O QUE FAZER>
a: Reúna todas as linhas da listagem em que aparece a palavra "shirt".
b: Como seguiria o texto sobre a Inquisição depois do seu último parágrafo? Escreva a continuação.

O cão de guarda da Inquisição - Por Lucas Banzoli
O cão de guarda da Inquisição - Por Lucas Banzoli

 

Suponhamos que eu queira matar o Fulano, mas não queria me manchar de sangue com essa morte. Então eu peço que Beltrano faça o trabalho sujo em meu lugar, matando aquele indivíduo que eu não quero mais ver vivo. Se Beltrano começar a relutar ou a pensar muito, eu começo a fazer uso da minha autoridade para ameaçá-lo. Eu digo que se ele não me obedecer e não matar o Fulano, ele vai sofrer sérias consequencias, como ser deposto de algum cargo que ocupe em sua empresa. Após insistir e ameaçar Beltrano, ele aceita a proposta e mata o Fulano.

A imprensa fica revoltada, porque Fulano morreu por minha culpa. Ela sabe que eu pedi que Beltrano o matasse, mas eu me defendo, dizendo:

– Eu não matei ninguém! Quem matou foi o Beltrano, aquele malvado e perverso! Eu sou do bem, veja como as minhas mãos não estão sujas de sangue!

Embora a opinião popular da cidade seja massivamente em favor da minha punição (e não apenas da punição de Beltrano), uma meia dúzia de retardados mentais, que sofreram forte carga de lavagem cerebral por toda a vida ao ponto de se tornarem zumbis, começam a fazer campanha em meu favor, dizendo:

– Apenas o Beltrano é culpado, parem de falar mal do Lucas! O Lucas matou pouca gente, mas esse Beltrano aí é um bandido sem escrúpulos da pior espécie, é ele o culpado por todos os males! Só o Beltrano é responsável pela morte do Fulano; se só dependesse da vontade do Lucas nada disso teria acontecido!

                                                                  ***

Sim, esta é uma estória fictícia. Graças a Deus eu não matei ninguém; afinal, não sou a Igreja Católica. Mas ela serve como analogia para mostrar a safadeza de certos apologistas católicos pilantras que tentam defender a inquisição jogando toda a culpa no poder civil. Sempre quando um protestante cita algum episódio de chacina, tortura, massacre, execução ou horrores de qualquer espécie, o papista se defende jogando toda a culpa dessas milhões de mortes nas costas do poder civil, ficando apenas com uma pequena quantidade de execuções atribuídas à Igreja propriamente dita.

Muitos católicos aceitam apenas 6 mil mortes na conta da inquisição, enquanto outros ainda mais lunáticos dizem que foi apenas 30, e outros, bisonhamente, dizem que a inquisição nunca existiu, da mesma forma que alguns neo-nazistas negam o holocausto. E se algum protestante cita os vários casos onde pessoas não-católicas foram ameaçadas, perseguidas, torturadas, queimadas ou executadas de alguma maneira, imediatamente o papista tira a carta na manga que todo embusteiro tem: a culpa é do poder civil, e a Igreja não tem nada a ver com isso!

MATERIAIS DO EXERCÍCIO>
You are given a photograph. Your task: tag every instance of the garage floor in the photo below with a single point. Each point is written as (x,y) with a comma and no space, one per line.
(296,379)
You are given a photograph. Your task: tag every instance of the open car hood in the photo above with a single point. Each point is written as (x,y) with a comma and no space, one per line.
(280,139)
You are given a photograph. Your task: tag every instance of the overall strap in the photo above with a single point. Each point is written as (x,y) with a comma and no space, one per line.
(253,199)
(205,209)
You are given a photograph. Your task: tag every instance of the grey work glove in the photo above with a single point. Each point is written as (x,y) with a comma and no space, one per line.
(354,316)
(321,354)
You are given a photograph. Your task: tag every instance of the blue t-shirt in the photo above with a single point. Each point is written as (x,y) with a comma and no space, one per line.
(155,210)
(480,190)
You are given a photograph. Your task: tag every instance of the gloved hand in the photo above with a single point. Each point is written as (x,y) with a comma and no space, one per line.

RESULTADOS DO EXERCÍCIO>
a:
You are given a photograph. Your task: tag every instance of the blue t-shirt in the photo above with a single point. Each point is written as (x,y) with a comma and no space, one per line.

b:
O que o apologista católico definitivamente não vai contar a você é que, assim como no exemplo ilustrativo do início do artigo, o poder civil matava porque era a própria Igreja que mandava que ele matasse. Ou seja, a Igreja matava alguns (uma minoria) de forma direta, através de suas próprias instituições internas, e outros (a maioria) ela matava de forma indireta, compelindo o poder secular a matar, sob ameaças de excomunhão e até de deposição do cargo.

Eu poderia citar aqui centenas de historiadores que confirmam isso, mas aí os revisionistas iriam rebater com a meia dúzia de “historiadores” revisionistas que eles usam e ficaríamos eternamente em um fogo cruzado de citações de historiador x e y. Por isso, eu preferi acabar logo com a palhaçada revisionista e pesquisar nas fontes primárias, ou seja, nos próprios concílios ecumênicos da Igreja Romana daquela época. Ao pesquisar sobre a relação entre a Igreja e o poder secular, ficou claro que o poder secular não matava contra a vontade da Igreja (como os papistas embusteiros afirmam), mas sim por causa da vontade da Igreja.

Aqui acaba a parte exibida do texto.